##### ОТРЫВОК #####

Россия на Западе: странные сближения - Александр Цыпкин
Шрифт:
Интервал:
Закладка:
Неудачно сложатся судьбы творцов гумбинненской победы. Ренненкампфа позже будут обвинять в том, что он не пришел на помощь Самсонову и обрек того на поражение. Поставят ему в вину и неудачи русской армии в Лодзинской операции. 6 октября 1915 года – по сути, в разгар войны – Павла Карловича уволят в отставку. В 1918 году за отказ перейти на службу к красным в Таганроге его расстреляют большевики.
Выгонят из армии и генерала Адариди. Из-за конфликта с командиром 3-го корпуса Епанчиным он будет отдан под суд за неподчинение. 15 февраля 1915 года его также уволят – причем первоначально даже без права ношения мундира. После революции Карл Михайлович будет служить в РККА, а в 1926 году уедет во Францию.
Недруг Адариди Епанчин тоже будет обвинен в конце 1915 года в самовольном оставлении фронта и отставлен.
Все это печально.
С другой стороны, нельзя отрицать стратегического значения гумбинненской победы. Под ее воздействием в Берлине решились сломать план Шлиффена, согласно которому отправка войск на восток должна была произойти только после победы на западе. Гумбиннен побудил немцев перебросить в Восточную Пруссию два корпуса и кавалерийскую дивизию с Западного фронта. Возможно, именно их не хватило в битве при Марне, которую Германия проиграла, расставшись с мечтами о блицкриге.

#####

• **ЗАДАНИЯ**:
- a) Повторите дословно фрагмент отрывка о гумбинненской победе: от слов «Все это печально.» до слов «мечтами о блицкриге.» включительно.
- b) Допишите следующую часть отрывка о гумбинненской победе, начав сразу после его последнего предложения.

##### ВЫБРАННЫЕ СТРОКИ #####

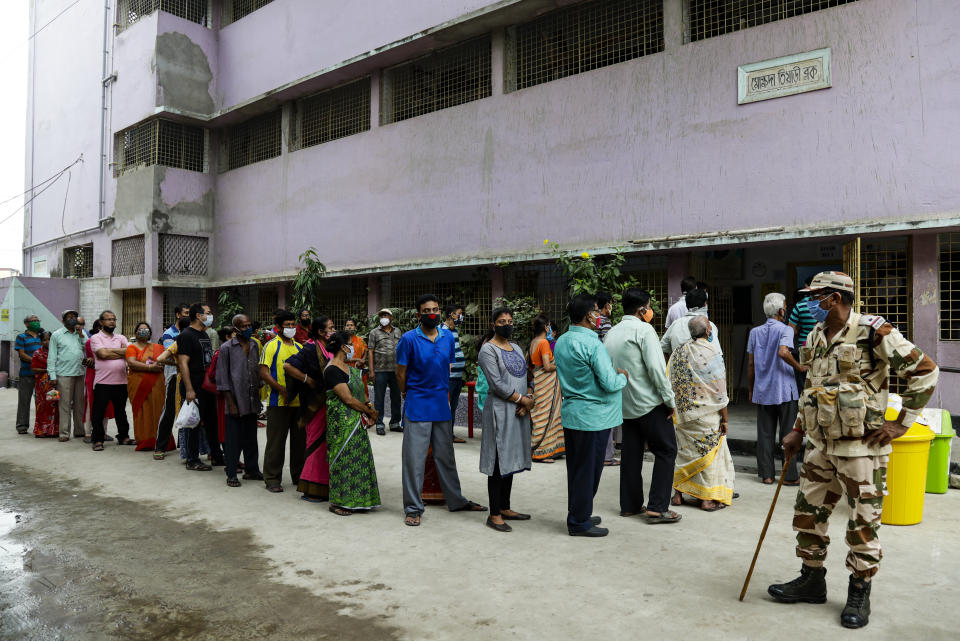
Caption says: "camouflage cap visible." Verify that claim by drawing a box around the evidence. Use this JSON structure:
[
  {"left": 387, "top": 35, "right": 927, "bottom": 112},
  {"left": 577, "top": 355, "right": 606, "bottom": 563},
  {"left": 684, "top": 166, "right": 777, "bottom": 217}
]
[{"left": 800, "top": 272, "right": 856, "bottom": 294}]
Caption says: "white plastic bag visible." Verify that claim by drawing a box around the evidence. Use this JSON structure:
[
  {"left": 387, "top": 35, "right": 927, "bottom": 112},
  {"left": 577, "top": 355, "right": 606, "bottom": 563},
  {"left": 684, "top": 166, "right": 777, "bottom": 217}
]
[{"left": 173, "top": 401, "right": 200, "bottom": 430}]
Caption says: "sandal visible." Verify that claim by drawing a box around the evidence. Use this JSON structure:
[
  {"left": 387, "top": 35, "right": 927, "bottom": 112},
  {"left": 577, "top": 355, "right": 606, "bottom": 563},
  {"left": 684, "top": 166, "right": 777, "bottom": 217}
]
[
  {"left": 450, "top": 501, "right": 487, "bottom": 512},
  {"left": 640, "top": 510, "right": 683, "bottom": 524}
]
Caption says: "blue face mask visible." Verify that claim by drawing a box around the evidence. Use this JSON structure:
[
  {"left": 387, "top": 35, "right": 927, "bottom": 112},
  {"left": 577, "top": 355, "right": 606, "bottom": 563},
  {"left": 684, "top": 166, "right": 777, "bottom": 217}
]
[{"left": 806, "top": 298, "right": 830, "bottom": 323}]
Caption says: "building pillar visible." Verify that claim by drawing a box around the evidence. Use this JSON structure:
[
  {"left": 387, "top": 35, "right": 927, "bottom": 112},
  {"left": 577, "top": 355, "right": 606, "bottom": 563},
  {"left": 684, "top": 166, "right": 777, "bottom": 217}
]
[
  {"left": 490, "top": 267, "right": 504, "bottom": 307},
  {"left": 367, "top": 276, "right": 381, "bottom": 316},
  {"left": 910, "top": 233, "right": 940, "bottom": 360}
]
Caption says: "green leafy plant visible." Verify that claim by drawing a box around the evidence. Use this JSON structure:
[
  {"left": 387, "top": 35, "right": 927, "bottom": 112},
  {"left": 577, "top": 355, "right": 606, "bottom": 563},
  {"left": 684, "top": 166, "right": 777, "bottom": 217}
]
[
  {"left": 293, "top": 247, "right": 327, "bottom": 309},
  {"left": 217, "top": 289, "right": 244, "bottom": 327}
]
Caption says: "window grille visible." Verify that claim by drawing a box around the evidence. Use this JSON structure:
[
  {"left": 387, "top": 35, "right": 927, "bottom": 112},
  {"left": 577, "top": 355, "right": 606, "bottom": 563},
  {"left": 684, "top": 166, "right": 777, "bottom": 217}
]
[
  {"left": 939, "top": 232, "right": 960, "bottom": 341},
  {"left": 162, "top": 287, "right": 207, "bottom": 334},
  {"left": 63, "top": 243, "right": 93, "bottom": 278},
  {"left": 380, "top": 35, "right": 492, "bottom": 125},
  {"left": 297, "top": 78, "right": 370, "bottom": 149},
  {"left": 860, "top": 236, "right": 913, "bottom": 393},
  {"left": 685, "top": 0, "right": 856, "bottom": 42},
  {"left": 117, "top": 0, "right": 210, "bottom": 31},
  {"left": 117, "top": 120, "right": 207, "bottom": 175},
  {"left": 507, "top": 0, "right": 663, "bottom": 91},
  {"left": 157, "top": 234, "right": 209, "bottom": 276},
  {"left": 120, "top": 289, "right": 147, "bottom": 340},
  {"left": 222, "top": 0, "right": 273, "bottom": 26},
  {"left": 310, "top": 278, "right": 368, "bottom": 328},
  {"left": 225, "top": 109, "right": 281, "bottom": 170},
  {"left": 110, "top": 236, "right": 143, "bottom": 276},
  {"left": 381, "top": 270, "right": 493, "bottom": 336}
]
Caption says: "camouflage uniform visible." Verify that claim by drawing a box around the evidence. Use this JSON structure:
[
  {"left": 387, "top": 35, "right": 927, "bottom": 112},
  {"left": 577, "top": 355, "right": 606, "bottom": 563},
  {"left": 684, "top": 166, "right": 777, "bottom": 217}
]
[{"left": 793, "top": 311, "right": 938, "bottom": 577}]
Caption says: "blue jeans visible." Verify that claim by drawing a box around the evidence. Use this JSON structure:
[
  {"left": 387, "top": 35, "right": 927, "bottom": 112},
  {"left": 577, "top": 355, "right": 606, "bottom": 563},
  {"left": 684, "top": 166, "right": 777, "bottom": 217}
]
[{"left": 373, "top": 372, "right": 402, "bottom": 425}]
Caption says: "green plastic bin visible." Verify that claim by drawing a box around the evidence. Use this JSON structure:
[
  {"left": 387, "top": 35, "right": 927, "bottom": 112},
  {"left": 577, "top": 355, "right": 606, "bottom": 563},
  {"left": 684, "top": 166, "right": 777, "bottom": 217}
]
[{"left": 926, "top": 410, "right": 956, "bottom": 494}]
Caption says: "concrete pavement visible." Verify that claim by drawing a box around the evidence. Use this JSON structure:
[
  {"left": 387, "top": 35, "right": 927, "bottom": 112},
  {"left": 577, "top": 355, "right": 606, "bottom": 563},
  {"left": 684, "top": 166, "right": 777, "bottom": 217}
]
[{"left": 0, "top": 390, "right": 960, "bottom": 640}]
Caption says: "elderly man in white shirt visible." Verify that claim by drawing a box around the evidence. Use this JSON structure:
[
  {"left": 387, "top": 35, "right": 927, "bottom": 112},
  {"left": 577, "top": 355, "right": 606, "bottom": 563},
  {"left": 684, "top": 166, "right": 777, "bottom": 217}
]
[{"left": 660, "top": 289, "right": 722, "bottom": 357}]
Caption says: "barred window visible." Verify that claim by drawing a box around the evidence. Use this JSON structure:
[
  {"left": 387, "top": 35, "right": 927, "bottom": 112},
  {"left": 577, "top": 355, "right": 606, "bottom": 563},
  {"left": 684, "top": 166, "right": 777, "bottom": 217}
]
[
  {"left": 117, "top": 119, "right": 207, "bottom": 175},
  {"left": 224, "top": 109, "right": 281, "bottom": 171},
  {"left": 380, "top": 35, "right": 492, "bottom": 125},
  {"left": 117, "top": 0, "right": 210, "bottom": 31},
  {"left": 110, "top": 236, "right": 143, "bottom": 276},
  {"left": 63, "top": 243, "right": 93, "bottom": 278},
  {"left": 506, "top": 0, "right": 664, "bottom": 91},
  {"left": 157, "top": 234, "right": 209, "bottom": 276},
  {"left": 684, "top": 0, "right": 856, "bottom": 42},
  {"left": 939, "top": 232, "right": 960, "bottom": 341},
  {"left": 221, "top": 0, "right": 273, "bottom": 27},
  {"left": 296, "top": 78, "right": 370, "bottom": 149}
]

#####

• **ОЖИДАЕМЫЕ РЕЗУЛЬТАТЫ**:
- a)
Все это печально.
С другой стороны, нельзя отрицать стратегического значения гумбинненской победы. Под ее воздействием в Берлине решились сломать план Шлиффена, согласно которому отправка войск на восток должна была произойти только после победы на западе. Гумбиннен побудил немцев перебросить в Восточную Пруссию два корпуса и кавалерийскую дивизию с Западного фронта. Возможно, именно их не хватило в битве при Марне, которую Германия проиграла, расставшись с мечтами о блицкриге.

- b)
В популярной отечественной литературе сложился миф, что такого мнения держался Уинстон Черчилль, писавший:
«Очень немногие слышали о Гумбиннене, и почти никто не оценил ту удивительную роль, которую он сыграл».
Увы, хотя эти слова действительно принадлежат британскому политику, но смысл их совсем не так комплиментарен, как это часто трактуют у нас. Далее Черчилль пишет:
«Сражение позволило Притвицу прекратить борьбу и продолжить отступление к Висле. Оно спровоцировало Мольтке отстранить Притвица. Оно вдохновило Мольтке назначить Гинденбурга и Людендорфа и тем самым вызвать многочисленные последствия этого решения… Оно сообщило русскому командования уверенность, которая никоим образом не была оправданна»[16].
В сентябре 1914 года Россия попыталась взять реванш: началась Первая августовская операция, в ходе которой царская армия вновь заняла приграничные области Восточной Пруссии. В этот период здесь – недолгое, правда, время – воевал Николай Гумилев, один из двух, наряду с Бенедиктом Лифшицем, классиков Серебряного века, надевших тогда мундир.
Гумилев не только поэт: он авантюрист, путешественник и солдат. Ему скучно дома, богемный быт давно осточертел, его натура жаждет открытий и завоеваний. Именно поэтому не ладится брак с Анной Ахматовой: жена не разделяет эти романтические порывы. В итоге муж уходит на войну добровольцем, чтобы придать больше смысла своей жизни. Ну или смерти.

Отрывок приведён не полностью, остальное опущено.